* Records for the exercise:
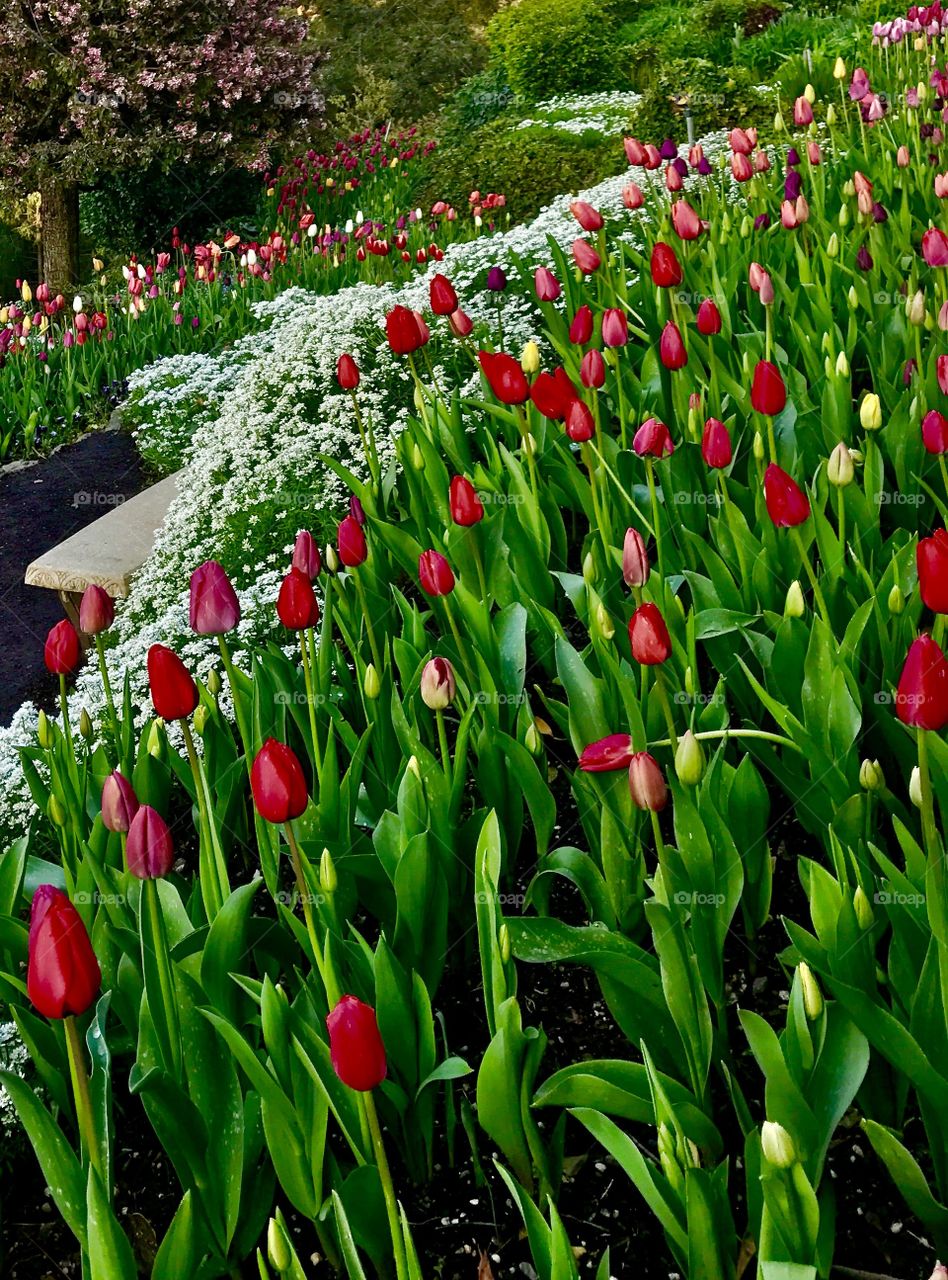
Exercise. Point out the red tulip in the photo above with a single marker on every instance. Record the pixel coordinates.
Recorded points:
(351, 542)
(672, 348)
(786, 502)
(665, 268)
(580, 423)
(297, 606)
(708, 318)
(149, 849)
(934, 432)
(586, 257)
(278, 782)
(444, 300)
(347, 373)
(214, 604)
(63, 650)
(645, 782)
(581, 328)
(768, 392)
(607, 754)
(635, 560)
(932, 562)
(546, 284)
(653, 439)
(435, 574)
(306, 554)
(614, 328)
(589, 218)
(504, 376)
(403, 330)
(173, 690)
(715, 444)
(647, 635)
(356, 1046)
(119, 803)
(63, 974)
(466, 507)
(96, 611)
(921, 698)
(592, 370)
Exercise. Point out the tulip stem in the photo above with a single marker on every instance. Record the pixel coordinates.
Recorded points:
(83, 1098)
(387, 1185)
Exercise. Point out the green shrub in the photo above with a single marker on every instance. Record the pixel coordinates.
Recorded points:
(558, 46)
(530, 165)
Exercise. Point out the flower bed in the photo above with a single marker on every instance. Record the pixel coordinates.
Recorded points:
(626, 662)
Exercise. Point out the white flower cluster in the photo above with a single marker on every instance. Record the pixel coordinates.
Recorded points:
(252, 424)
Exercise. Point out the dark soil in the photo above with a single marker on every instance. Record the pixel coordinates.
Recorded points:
(40, 506)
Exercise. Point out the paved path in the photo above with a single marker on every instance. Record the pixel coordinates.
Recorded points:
(40, 506)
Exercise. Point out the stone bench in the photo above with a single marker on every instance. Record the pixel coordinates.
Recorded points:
(108, 552)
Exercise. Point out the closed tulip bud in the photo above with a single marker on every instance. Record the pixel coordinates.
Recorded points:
(871, 777)
(149, 849)
(839, 469)
(356, 1047)
(63, 974)
(862, 908)
(371, 685)
(688, 760)
(777, 1146)
(329, 880)
(438, 684)
(278, 782)
(793, 606)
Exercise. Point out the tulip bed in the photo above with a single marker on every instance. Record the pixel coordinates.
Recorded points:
(624, 670)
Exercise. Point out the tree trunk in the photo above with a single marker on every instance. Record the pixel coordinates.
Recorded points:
(59, 234)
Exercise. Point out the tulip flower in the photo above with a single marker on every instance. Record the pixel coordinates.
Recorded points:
(306, 554)
(119, 803)
(444, 300)
(647, 635)
(608, 754)
(646, 784)
(635, 560)
(438, 684)
(665, 268)
(347, 373)
(934, 432)
(672, 348)
(614, 328)
(173, 690)
(149, 849)
(504, 376)
(63, 974)
(435, 574)
(297, 606)
(214, 606)
(932, 562)
(548, 287)
(921, 699)
(581, 327)
(786, 502)
(715, 444)
(278, 782)
(586, 256)
(352, 543)
(466, 507)
(356, 1047)
(653, 439)
(96, 611)
(708, 318)
(62, 652)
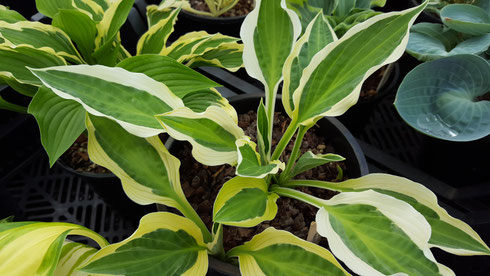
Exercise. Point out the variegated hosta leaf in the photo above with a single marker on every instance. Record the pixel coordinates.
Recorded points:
(148, 172)
(309, 160)
(212, 133)
(277, 252)
(39, 36)
(60, 121)
(81, 29)
(163, 244)
(268, 34)
(317, 35)
(429, 41)
(244, 202)
(179, 78)
(249, 162)
(376, 234)
(73, 255)
(112, 21)
(155, 39)
(34, 248)
(15, 62)
(226, 55)
(331, 83)
(10, 16)
(448, 233)
(131, 99)
(466, 18)
(441, 98)
(195, 44)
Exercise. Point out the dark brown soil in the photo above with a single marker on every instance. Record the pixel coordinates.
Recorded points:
(202, 183)
(243, 7)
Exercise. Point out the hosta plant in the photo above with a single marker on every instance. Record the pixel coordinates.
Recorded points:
(378, 224)
(87, 32)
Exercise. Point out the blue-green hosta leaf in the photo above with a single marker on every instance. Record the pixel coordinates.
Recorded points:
(34, 248)
(430, 41)
(448, 233)
(40, 36)
(155, 39)
(440, 98)
(10, 16)
(179, 78)
(277, 252)
(81, 29)
(131, 99)
(309, 160)
(212, 133)
(14, 65)
(244, 202)
(163, 244)
(376, 234)
(60, 121)
(73, 255)
(331, 83)
(268, 34)
(465, 18)
(316, 36)
(148, 172)
(112, 21)
(249, 163)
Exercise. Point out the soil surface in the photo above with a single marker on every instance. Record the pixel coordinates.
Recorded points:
(201, 184)
(243, 7)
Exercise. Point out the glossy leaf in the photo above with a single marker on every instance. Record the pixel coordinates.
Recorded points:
(317, 35)
(163, 244)
(430, 41)
(39, 36)
(465, 18)
(327, 92)
(60, 121)
(440, 98)
(249, 162)
(376, 234)
(309, 161)
(148, 172)
(244, 202)
(277, 252)
(212, 147)
(139, 98)
(155, 39)
(16, 241)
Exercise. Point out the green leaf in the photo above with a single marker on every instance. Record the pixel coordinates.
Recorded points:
(331, 83)
(249, 163)
(212, 147)
(317, 35)
(268, 34)
(19, 240)
(60, 121)
(79, 27)
(244, 202)
(10, 16)
(16, 60)
(155, 39)
(163, 244)
(429, 41)
(309, 161)
(377, 234)
(179, 78)
(277, 252)
(139, 98)
(440, 98)
(465, 18)
(39, 36)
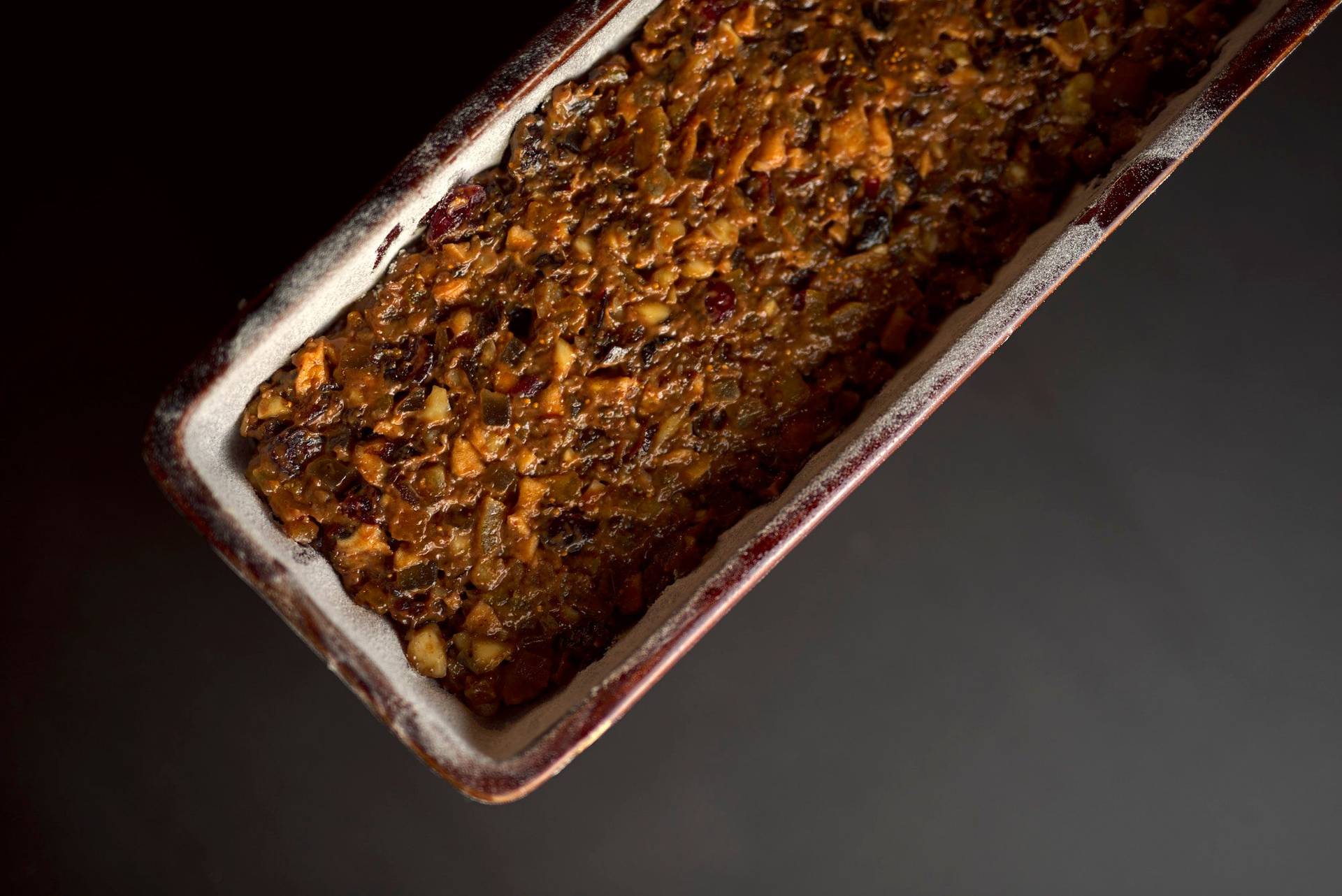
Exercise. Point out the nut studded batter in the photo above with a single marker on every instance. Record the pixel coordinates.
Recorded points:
(694, 267)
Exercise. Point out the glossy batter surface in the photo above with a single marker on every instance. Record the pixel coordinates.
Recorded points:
(694, 267)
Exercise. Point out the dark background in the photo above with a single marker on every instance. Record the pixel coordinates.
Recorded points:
(1079, 636)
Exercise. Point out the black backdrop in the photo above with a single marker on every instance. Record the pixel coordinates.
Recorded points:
(1081, 635)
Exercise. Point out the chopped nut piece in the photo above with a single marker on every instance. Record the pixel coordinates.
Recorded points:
(273, 405)
(450, 290)
(487, 653)
(520, 239)
(563, 361)
(697, 270)
(427, 651)
(650, 315)
(436, 407)
(466, 461)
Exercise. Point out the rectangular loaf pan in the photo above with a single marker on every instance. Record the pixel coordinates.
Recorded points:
(198, 456)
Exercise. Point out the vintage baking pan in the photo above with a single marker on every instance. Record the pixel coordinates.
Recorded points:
(194, 448)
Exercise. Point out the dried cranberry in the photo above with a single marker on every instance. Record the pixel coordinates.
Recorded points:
(452, 216)
(520, 322)
(293, 448)
(720, 301)
(874, 231)
(361, 505)
(713, 10)
(525, 677)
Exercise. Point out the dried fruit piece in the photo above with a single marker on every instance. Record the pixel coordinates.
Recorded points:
(427, 651)
(450, 219)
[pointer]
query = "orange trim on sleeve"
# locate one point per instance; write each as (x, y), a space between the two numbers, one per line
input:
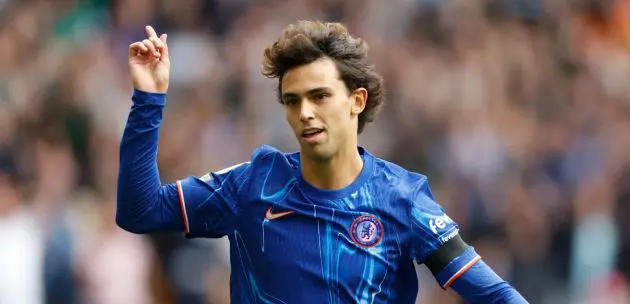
(461, 271)
(182, 204)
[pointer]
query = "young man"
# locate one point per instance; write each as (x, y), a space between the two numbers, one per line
(328, 224)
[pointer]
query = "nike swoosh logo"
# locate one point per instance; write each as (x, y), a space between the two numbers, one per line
(272, 216)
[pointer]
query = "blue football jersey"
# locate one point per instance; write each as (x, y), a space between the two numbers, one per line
(293, 243)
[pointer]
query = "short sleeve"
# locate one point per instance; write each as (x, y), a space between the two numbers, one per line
(209, 203)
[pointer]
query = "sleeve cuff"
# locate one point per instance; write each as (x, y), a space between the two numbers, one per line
(141, 98)
(182, 203)
(457, 267)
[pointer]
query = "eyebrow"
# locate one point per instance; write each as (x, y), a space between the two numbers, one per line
(309, 92)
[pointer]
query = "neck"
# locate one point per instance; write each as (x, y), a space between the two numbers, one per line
(335, 173)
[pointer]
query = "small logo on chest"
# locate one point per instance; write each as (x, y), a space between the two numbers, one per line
(366, 231)
(269, 215)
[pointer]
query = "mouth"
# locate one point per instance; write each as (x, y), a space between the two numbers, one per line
(311, 134)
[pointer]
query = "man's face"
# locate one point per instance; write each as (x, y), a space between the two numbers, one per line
(319, 108)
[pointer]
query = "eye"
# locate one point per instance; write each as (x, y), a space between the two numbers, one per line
(321, 96)
(290, 102)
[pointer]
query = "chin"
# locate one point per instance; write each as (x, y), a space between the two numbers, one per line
(317, 153)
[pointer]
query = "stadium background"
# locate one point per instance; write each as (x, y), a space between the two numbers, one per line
(516, 110)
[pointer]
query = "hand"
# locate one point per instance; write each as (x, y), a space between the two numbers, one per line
(149, 63)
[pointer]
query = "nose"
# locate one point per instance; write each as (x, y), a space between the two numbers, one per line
(306, 111)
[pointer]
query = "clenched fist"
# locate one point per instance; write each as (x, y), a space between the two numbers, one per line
(149, 63)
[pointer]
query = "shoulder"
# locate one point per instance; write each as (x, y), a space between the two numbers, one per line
(266, 157)
(405, 182)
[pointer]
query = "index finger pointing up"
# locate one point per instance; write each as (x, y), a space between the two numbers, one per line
(150, 31)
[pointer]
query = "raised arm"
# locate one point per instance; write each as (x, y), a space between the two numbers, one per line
(200, 207)
(144, 204)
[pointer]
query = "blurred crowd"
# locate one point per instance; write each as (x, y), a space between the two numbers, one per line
(515, 109)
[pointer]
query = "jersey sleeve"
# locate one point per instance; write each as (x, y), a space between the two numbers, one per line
(435, 239)
(209, 203)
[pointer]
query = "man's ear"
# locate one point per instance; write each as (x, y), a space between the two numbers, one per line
(359, 100)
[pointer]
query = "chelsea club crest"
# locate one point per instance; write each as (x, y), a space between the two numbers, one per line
(366, 231)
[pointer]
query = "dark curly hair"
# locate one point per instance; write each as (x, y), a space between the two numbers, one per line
(307, 41)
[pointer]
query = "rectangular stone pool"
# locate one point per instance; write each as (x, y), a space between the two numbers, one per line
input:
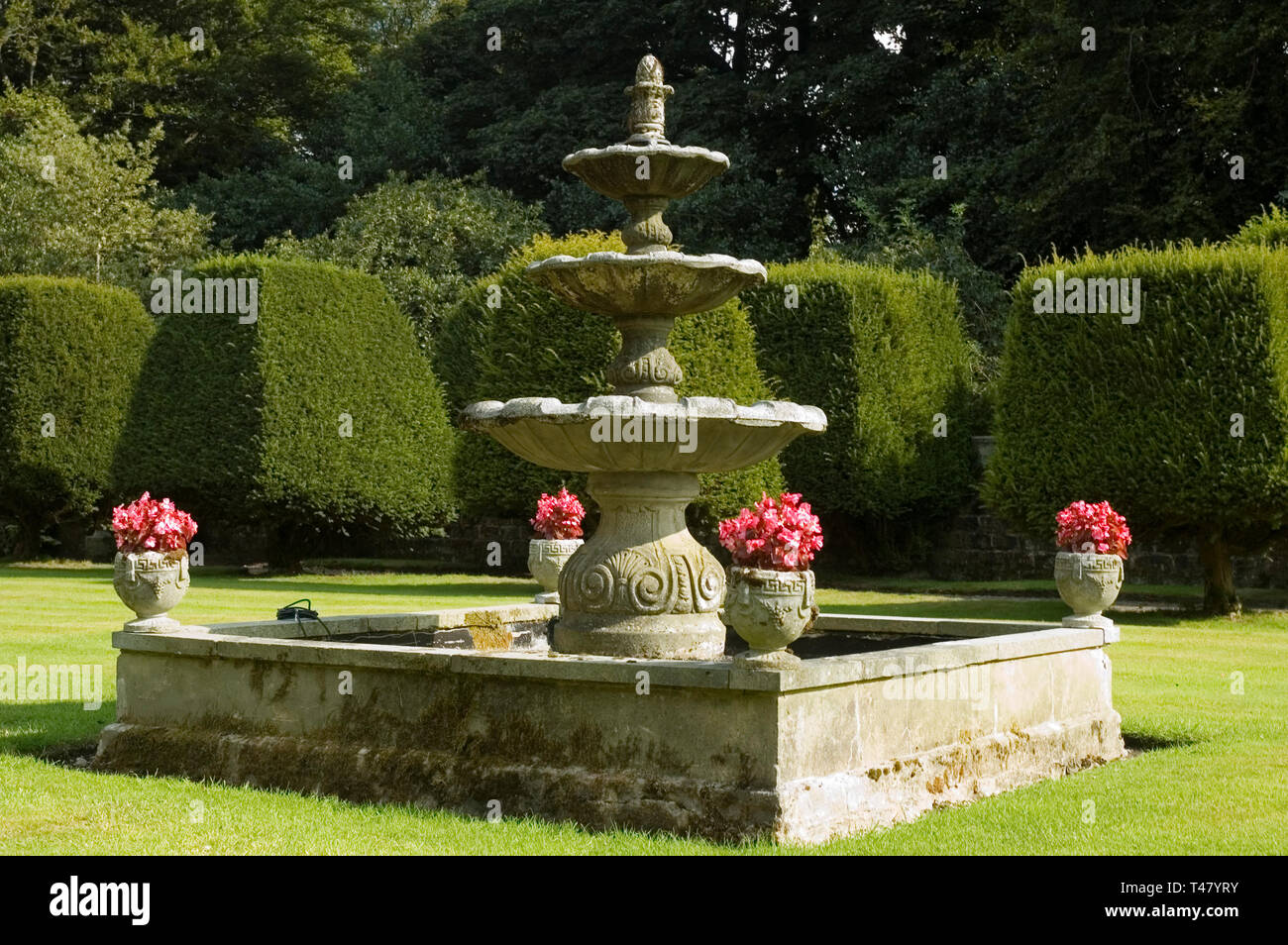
(469, 709)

* What is needed: Please give the entries from the line containing "Exercise. Point out the dark background" through the line containing "(1079, 636)" again, replacing "dark background" with "shadowed background" and leaving everything else unchanged.

* Output for this task:
Exercise. Point out the shadowed background in the photo above with a single marker on every instance. Record the pixel coordinates.
Recorded points:
(1079, 636)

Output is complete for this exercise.